What to work on
Set down every line of each entry below once more, reproducing it without any alteration.

Collected data entries
↓↓↓

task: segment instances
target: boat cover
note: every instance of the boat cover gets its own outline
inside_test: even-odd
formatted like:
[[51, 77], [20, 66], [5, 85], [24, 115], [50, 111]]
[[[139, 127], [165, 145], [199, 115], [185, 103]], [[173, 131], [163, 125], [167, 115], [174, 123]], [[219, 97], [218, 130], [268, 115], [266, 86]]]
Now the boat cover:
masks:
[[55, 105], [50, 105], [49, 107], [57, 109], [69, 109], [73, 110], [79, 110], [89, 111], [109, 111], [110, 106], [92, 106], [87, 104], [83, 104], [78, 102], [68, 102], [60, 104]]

↑↑↑

Output of the exercise
task: segment instances
target: boat cover
note: every instance of the boat cover gets its own outline
inside_test: even-odd
formatted like:
[[51, 77], [20, 66], [5, 85], [24, 115], [50, 111]]
[[[139, 127], [165, 145], [199, 115], [185, 103]], [[173, 131], [163, 125], [167, 115], [174, 123]], [[219, 97], [218, 130], [268, 115], [266, 86]]]
Now the boat cover:
masks:
[[55, 105], [50, 105], [49, 107], [57, 109], [69, 109], [73, 110], [79, 110], [89, 111], [109, 111], [110, 106], [92, 106], [87, 104], [83, 104], [78, 102], [68, 102], [60, 104]]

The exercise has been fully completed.